Exercise: Go through the entries below. Copy each line in which "clicks" appears.

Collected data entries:

○ ○ ○ ○ ○ ○ ○

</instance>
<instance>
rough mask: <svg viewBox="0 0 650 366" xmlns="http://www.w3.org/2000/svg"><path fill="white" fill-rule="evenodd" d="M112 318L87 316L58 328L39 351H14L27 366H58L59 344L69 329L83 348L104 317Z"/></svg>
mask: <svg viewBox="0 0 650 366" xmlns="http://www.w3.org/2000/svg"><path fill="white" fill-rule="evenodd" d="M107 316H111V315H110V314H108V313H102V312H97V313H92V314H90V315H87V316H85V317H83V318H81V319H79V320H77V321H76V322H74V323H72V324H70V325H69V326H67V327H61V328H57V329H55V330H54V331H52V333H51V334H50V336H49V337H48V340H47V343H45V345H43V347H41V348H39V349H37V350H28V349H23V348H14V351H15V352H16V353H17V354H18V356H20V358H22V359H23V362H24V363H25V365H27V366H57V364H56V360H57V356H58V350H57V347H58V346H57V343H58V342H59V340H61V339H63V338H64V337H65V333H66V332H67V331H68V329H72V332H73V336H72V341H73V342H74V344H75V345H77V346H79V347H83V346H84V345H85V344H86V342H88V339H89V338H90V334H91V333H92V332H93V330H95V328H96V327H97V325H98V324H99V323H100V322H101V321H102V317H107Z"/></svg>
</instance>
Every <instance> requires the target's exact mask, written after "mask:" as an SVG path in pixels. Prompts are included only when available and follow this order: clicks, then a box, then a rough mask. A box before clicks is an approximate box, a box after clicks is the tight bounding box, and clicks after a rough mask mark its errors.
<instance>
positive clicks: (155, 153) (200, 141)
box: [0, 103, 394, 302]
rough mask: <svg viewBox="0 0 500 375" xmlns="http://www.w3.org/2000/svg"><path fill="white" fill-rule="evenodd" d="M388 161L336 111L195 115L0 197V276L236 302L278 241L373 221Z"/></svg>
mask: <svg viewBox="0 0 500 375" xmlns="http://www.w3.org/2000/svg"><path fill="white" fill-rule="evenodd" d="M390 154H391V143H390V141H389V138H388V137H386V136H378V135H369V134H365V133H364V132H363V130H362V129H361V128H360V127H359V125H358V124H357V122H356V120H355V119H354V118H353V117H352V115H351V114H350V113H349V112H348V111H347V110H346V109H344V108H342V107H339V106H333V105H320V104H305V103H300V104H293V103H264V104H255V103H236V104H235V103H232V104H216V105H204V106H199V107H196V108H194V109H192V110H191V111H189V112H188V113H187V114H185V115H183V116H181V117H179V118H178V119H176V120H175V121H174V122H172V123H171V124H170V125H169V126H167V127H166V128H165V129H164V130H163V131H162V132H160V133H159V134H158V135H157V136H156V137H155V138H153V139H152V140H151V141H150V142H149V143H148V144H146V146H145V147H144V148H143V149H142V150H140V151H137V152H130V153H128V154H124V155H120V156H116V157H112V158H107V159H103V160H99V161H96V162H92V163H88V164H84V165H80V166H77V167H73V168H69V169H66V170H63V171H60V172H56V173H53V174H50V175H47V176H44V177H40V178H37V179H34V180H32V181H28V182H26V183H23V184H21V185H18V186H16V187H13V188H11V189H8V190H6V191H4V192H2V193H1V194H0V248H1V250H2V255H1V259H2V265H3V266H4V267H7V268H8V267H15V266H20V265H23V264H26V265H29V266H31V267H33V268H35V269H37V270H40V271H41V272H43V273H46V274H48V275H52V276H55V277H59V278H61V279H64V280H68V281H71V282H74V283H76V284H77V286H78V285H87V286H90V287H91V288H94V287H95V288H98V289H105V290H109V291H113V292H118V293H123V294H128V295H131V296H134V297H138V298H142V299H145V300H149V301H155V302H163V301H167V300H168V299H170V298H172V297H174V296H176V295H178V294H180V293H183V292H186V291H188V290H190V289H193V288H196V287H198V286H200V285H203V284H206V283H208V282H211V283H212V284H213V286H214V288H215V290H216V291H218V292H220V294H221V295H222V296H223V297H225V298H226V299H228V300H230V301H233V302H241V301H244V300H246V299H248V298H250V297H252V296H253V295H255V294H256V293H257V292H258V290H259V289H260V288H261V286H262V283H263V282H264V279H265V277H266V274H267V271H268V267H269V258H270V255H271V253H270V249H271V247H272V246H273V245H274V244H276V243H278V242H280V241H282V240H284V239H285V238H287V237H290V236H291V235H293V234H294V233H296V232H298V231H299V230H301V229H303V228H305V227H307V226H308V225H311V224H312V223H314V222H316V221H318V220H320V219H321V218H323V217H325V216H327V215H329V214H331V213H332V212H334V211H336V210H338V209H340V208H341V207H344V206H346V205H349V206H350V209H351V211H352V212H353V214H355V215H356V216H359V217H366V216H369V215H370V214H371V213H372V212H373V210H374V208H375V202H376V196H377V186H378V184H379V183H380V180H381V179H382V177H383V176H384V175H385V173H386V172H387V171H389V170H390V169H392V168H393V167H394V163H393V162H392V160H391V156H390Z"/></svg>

○ ○ ○ ○ ○ ○ ○

Response:
Every <instance> requires the target's exact mask, written after "mask:" as an SVG path in pixels. Prompts are included only when available and follow this order: clicks, then a box, then a rough mask. A box before clicks is an approximate box, a box after clicks is the tight bounding box, and clicks after a rough mask mark its errors.
positive clicks: (155, 153) (200, 141)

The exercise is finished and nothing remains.